<<<<

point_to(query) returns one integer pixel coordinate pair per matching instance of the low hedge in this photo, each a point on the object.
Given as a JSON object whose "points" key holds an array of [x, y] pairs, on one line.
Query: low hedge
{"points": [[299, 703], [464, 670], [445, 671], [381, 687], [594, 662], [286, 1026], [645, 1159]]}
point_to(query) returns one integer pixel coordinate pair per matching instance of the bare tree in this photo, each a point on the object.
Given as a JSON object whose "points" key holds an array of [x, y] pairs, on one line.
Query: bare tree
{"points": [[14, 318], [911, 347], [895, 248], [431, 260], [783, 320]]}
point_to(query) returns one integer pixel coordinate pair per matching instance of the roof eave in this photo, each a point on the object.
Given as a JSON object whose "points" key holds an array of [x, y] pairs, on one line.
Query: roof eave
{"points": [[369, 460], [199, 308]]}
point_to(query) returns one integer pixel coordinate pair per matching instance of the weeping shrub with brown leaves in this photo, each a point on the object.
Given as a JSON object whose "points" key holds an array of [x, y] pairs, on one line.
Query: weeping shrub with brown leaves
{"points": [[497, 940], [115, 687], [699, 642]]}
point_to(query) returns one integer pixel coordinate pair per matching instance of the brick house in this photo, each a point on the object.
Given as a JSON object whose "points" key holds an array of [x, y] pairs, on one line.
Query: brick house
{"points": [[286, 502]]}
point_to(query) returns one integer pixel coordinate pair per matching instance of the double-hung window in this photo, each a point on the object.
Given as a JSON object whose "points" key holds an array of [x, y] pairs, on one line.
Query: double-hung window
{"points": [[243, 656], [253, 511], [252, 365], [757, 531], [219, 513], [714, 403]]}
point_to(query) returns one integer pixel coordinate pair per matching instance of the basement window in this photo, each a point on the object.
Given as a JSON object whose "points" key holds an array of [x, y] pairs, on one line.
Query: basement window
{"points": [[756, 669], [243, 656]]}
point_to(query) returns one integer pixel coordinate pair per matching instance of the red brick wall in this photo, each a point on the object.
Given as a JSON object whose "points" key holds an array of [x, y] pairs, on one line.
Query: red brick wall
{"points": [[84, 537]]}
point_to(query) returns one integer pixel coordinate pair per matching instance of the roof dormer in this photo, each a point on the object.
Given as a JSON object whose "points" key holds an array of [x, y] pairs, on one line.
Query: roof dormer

>>>>

_Goal of the exercise_
Please rewrite the listing above, replacing each "on one line" with "on a single line" and leaving everything else unchanged.

_Written solution_
point_to(query) returns one integer pixel coordinate pair per matching instance of the low hedge in this photo, each a point on the object.
Given as a JSON object whose "points" key holds an array of [x, y] pairs, on a single line.
Query: low hedge
{"points": [[299, 703], [464, 670], [445, 671], [381, 687], [594, 662], [286, 1026], [645, 1159]]}
point_to(query) returns one integer pixel coordinate pair per matching instance of the bare tree in this photo, each a point on the object.
Given as a JSON object whose "points" key holds an array of [x, y] pairs, on a single line.
Query: bare tree
{"points": [[14, 318], [911, 347], [895, 248], [431, 260], [783, 320]]}
point_to(query) returns one integer pixel coordinate pair per matching instance of the roof eave in this photo, each a point on the object.
Given as a JSON object whose "points" key holds an array of [x, y] pairs, on a single line.
Query: roof eave
{"points": [[369, 460], [199, 308]]}
point_to(query) returns one integer pixel coordinate pair per matching instance of the weeping shrub with brown leaves in this photo, each a point on the object.
Given as a JSON object whose "points" key holds an array of [x, y] pairs, on a single line.
Query: weeping shrub with brown leaves
{"points": [[497, 940], [115, 687], [699, 642]]}
point_to(query) returns one integer pixel coordinate pair per matching instance of the brick house in this photo, each a point on the object.
Given as a JSON object whose "points" key holds an array of [x, y] pairs, on a single line.
Query: brick house
{"points": [[286, 502]]}
point_to(query) returns one integer pixel coordinate pair per matching instance of the double-hung window in this photo, each a point on the object.
Given as a JSON object whose "points" key holds an array of [x, y] pairs, on a single line.
Query: double-hung window
{"points": [[243, 656], [253, 511], [252, 365], [757, 531], [219, 513], [714, 403]]}
point_to(query) returns one integer pixel coordinate pair per matching instance of the basement window in this photo, each a point on the object.
Given as a JSON object whose "points" key holds an array of [x, y] pairs, on a single line.
Query: basement window
{"points": [[756, 669], [243, 656]]}
point_to(query) returns one integer pixel coordinate pair per matching instance of the red brick wall in this photo, each a point on the object.
Given as a JSON object whose "points" key holds an array of [x, y] pairs, on a single line.
Query: red brick wall
{"points": [[84, 537]]}
point_to(query) returns one integer pixel coordinate pair per matching instance of the roof dormer in this photo, each a point on the object.
Given as a JSON object whose "points" key holds an array of [x, y] pairs, on a single line.
Query: roof dormer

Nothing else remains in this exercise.